■ Written problem
Please rewrite the material below, changing every "shot" to "scene" and keeping everything else the same.

——

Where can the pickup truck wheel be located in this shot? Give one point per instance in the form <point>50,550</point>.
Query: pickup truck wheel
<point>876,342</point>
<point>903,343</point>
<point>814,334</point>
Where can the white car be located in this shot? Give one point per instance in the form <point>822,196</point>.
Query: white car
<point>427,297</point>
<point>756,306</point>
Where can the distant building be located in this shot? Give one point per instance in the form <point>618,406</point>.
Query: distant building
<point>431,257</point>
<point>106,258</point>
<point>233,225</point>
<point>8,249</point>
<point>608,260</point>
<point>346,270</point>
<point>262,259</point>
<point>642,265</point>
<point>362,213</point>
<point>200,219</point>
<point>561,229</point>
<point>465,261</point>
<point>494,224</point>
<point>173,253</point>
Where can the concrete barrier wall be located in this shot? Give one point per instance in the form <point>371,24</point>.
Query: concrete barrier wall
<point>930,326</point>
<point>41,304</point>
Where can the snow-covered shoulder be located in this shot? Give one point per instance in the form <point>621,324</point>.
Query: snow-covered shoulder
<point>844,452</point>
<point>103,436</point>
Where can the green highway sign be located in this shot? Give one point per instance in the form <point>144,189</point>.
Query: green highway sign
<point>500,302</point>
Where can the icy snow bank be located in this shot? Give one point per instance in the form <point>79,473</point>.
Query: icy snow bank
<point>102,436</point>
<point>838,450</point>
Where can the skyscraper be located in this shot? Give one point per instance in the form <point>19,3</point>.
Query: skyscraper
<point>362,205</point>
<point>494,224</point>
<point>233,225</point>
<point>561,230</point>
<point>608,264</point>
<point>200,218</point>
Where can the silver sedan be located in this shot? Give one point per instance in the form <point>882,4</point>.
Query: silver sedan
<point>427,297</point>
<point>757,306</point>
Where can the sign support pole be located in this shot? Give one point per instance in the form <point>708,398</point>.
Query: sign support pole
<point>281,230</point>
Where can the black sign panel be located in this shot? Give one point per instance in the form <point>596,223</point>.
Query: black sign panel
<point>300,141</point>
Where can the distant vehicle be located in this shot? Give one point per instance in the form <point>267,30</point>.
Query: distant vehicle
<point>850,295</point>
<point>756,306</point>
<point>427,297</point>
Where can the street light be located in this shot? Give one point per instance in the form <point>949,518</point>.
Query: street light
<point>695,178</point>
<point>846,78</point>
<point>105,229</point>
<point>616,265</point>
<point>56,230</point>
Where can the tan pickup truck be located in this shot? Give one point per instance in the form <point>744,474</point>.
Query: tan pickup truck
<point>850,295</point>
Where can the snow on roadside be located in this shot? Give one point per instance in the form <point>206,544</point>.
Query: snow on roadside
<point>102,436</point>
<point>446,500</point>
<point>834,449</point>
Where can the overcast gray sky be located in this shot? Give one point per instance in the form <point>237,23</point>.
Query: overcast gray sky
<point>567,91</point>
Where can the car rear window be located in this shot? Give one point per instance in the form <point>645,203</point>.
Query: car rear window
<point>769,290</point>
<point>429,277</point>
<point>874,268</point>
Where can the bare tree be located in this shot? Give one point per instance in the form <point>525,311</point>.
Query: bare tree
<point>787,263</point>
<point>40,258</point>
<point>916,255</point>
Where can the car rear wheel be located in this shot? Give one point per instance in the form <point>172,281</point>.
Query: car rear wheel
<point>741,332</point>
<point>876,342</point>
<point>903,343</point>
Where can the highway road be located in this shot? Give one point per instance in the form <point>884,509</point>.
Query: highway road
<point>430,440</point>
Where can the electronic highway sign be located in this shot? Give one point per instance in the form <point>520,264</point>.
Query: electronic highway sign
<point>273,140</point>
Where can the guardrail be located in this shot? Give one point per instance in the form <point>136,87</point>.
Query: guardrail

——

■ Response
Where can the pickup truck wheel be located in this scene? Give one point per instance in the form <point>50,550</point>.
Query: pickup truck wheel
<point>876,342</point>
<point>903,343</point>
<point>814,334</point>
Where can the white car be located in this scene? Give one point per instance in the form <point>822,196</point>.
Query: white car
<point>427,297</point>
<point>756,306</point>
Where can the distant building be located in this scene? Give one point per instance in the form <point>618,406</point>.
Query: distant building
<point>431,257</point>
<point>106,258</point>
<point>233,225</point>
<point>8,249</point>
<point>608,260</point>
<point>346,270</point>
<point>262,259</point>
<point>642,265</point>
<point>362,213</point>
<point>200,219</point>
<point>561,229</point>
<point>465,261</point>
<point>494,224</point>
<point>173,253</point>
Where can the concrete barrier wall be located in this scene? Give one point per instance in the form <point>371,24</point>.
Query: concrete barrier wall
<point>930,326</point>
<point>41,304</point>
Where can the snow-covered shoulder be located in this scene? Give one point per instance in the form <point>621,324</point>.
Query: snow-covered shoulder
<point>844,452</point>
<point>103,436</point>
Where can the green highway sign be located in this scene? Give one point per instance in the form <point>144,189</point>.
Query: green highway sign
<point>500,302</point>
Where can the icy snow bank be located in this scene? Give one point per instance in the form <point>79,473</point>.
Query: icy snow bank
<point>102,436</point>
<point>838,450</point>
Where can the skyscraper be located in this scene? Give one point per instance in the form <point>19,3</point>.
Query: skyscraper
<point>362,205</point>
<point>494,224</point>
<point>233,225</point>
<point>561,230</point>
<point>608,264</point>
<point>200,218</point>
Where can the silver sedan be located in this scene? Give one point per instance in the form <point>882,4</point>.
Query: silver sedan
<point>427,297</point>
<point>757,306</point>
Where can the sign support pole be located in this scene? Give one point per instance in the form <point>708,398</point>.
Query: sign support pole
<point>281,230</point>
Where can the black sign panel be located in this scene? Give one point per instance in the form <point>596,223</point>.
Query: black sign panel
<point>300,141</point>
Where can the distant vehicle be located in this scene? Give one point per instance in the form <point>267,30</point>.
Query: distant vehicle
<point>850,295</point>
<point>756,306</point>
<point>427,297</point>
Where can the street light be located in this scene? Give one point per instance in the form <point>949,518</point>.
Query: street light
<point>695,178</point>
<point>846,78</point>
<point>105,229</point>
<point>616,265</point>
<point>56,230</point>
Where can the tan pickup truck be located in this scene? Give one point per instance in the form <point>744,474</point>.
Query: tan pickup truck
<point>850,295</point>
Where can the snow on roadside be located in this scene? Give one point per instance in the form <point>206,544</point>.
Query: snow on roadside
<point>102,436</point>
<point>446,500</point>
<point>834,449</point>
Where can the overcast gray sky be located in this scene? Give one point per instance in the form <point>237,23</point>.
Query: overcast gray sky
<point>567,91</point>
Where can the car rear window be located in this scene? Give one point per instance in the form <point>645,203</point>.
Query: car rear window
<point>769,290</point>
<point>429,277</point>
<point>874,268</point>
Where can the bare tree be located in this scene? Give one point per instance in the form <point>525,311</point>.
Query: bare tree
<point>787,263</point>
<point>40,258</point>
<point>916,255</point>
Where can the car rear wheel be located in this scene? Give one point per instance in the form <point>172,281</point>.
Query: car rear wheel
<point>741,332</point>
<point>876,342</point>
<point>903,343</point>
Where can the highway road be located in this scene? Give one point per instance in the form <point>884,509</point>.
Query: highway road
<point>430,440</point>
Where can the electronic highway sign be located in this scene? Give one point per instance in the form <point>520,264</point>.
Query: electronic highway sign
<point>273,140</point>
Where can the guardrail be located in this scene? Give one point per instance in the form <point>136,87</point>.
Query: guardrail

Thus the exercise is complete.